EXERCISE BRIEF
One figure is the expected answer: how many lines in the listing contain "positive".

DATA FOR THE TASK
◇ ◇ ◇ ◇ ◇

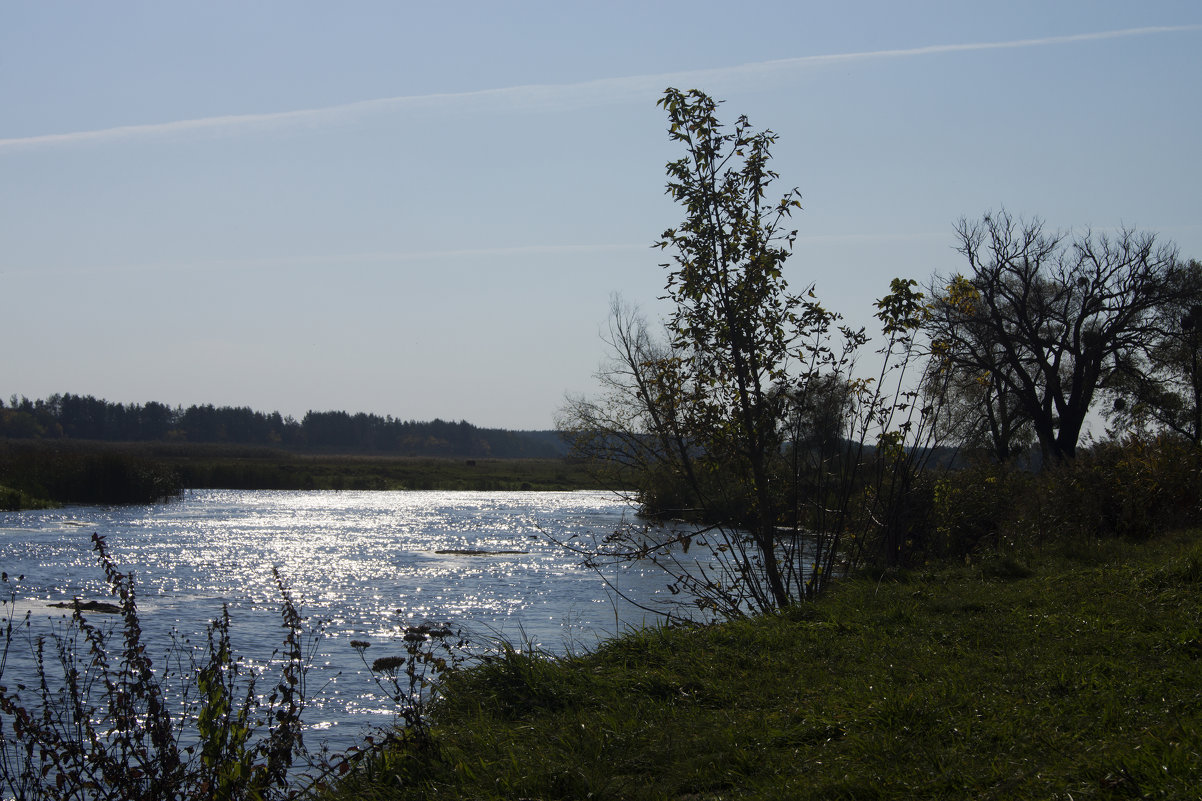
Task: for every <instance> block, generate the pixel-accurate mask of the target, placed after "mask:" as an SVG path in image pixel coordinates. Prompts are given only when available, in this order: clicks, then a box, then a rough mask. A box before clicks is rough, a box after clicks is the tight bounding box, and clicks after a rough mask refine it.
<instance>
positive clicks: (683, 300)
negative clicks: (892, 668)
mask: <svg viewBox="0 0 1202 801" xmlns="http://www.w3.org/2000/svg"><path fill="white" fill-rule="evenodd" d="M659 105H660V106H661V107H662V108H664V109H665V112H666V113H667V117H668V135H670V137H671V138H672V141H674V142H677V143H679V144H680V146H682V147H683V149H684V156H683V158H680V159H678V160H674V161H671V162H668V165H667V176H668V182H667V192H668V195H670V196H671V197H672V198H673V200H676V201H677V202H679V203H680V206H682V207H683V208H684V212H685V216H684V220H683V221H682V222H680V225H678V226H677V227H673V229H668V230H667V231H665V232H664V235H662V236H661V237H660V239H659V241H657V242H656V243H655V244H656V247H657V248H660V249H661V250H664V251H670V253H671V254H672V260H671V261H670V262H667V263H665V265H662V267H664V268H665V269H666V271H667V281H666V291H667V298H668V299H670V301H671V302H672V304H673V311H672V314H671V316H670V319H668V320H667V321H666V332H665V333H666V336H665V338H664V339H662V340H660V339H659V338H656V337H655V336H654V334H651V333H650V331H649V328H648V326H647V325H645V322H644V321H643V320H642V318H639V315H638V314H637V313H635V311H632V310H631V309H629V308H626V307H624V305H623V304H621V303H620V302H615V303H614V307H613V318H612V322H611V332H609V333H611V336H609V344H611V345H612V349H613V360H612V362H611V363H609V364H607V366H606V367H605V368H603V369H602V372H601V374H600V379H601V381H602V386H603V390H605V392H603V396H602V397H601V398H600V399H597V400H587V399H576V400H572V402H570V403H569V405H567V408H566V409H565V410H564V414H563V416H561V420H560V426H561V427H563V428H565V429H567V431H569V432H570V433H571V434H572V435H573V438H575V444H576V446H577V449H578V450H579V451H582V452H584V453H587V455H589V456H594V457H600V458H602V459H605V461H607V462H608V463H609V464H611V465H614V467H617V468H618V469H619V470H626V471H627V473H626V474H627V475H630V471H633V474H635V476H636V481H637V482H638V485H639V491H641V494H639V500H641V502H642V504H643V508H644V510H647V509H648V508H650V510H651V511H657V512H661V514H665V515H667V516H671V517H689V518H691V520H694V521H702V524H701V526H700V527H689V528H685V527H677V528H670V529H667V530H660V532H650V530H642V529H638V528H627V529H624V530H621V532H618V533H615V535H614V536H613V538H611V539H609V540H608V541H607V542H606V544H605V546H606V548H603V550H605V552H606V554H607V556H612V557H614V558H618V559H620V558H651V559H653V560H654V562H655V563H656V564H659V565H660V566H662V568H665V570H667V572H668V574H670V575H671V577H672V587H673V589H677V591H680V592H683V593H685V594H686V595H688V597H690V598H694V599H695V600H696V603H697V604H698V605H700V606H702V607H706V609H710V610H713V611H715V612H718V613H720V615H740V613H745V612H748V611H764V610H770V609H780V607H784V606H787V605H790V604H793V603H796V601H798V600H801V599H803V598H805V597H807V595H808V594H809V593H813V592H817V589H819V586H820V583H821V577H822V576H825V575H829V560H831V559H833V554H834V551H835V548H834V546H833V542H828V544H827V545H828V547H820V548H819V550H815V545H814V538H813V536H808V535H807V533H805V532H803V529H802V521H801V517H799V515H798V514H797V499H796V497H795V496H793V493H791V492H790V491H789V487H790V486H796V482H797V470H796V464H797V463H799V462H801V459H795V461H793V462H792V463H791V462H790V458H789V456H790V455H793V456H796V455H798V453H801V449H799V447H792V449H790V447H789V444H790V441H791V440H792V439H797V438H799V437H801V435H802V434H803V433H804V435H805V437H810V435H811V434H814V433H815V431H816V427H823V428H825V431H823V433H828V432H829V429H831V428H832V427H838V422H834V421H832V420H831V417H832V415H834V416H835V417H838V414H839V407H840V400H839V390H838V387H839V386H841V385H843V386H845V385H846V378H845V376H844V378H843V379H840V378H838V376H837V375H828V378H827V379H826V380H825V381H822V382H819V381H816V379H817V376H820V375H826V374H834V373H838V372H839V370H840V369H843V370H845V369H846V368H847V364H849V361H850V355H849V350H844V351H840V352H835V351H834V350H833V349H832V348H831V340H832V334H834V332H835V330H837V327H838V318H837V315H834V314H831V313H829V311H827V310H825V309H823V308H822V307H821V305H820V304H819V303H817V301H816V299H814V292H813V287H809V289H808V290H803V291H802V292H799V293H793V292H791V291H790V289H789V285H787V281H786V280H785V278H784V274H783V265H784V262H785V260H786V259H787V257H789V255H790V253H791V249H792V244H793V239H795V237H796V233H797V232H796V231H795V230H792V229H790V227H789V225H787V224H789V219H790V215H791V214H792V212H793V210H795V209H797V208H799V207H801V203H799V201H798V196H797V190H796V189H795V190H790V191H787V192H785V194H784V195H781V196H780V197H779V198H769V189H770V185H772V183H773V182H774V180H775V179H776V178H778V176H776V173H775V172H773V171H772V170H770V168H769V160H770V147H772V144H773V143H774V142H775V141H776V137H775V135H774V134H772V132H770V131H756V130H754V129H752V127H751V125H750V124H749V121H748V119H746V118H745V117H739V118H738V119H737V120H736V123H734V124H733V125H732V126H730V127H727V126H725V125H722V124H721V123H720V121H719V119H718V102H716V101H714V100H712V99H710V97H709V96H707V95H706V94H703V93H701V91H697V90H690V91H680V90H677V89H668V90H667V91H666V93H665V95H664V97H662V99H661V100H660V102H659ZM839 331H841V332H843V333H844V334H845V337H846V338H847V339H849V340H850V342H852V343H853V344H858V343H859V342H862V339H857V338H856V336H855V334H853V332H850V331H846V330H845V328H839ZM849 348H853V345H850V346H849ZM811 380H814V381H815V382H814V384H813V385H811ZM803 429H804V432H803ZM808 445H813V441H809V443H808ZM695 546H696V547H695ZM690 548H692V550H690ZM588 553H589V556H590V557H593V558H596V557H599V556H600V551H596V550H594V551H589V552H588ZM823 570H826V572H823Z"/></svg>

◇ ◇ ◇ ◇ ◇

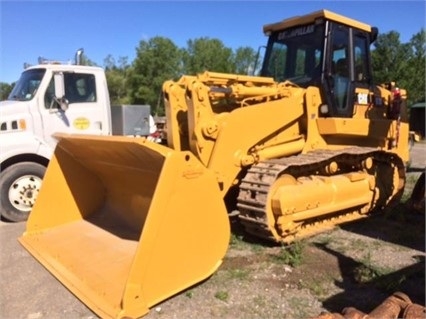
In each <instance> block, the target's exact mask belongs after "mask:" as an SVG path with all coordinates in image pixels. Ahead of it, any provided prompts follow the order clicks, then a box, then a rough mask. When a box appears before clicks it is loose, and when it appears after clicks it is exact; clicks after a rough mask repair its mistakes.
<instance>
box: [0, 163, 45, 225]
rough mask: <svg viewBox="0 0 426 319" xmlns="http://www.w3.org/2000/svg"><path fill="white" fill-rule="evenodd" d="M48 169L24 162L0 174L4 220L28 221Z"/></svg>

◇ ◇ ◇ ◇ ◇

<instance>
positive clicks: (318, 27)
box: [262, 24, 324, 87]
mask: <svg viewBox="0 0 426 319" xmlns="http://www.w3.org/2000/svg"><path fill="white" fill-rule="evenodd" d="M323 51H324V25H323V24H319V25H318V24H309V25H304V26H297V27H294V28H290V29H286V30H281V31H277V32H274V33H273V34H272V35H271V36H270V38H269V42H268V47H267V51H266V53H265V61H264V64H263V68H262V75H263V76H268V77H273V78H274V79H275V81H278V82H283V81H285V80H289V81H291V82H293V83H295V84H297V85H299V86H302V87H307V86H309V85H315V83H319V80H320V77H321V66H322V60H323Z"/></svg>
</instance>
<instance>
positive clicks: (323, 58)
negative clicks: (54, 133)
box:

◇ ◇ ◇ ◇ ◇

OUTPUT
3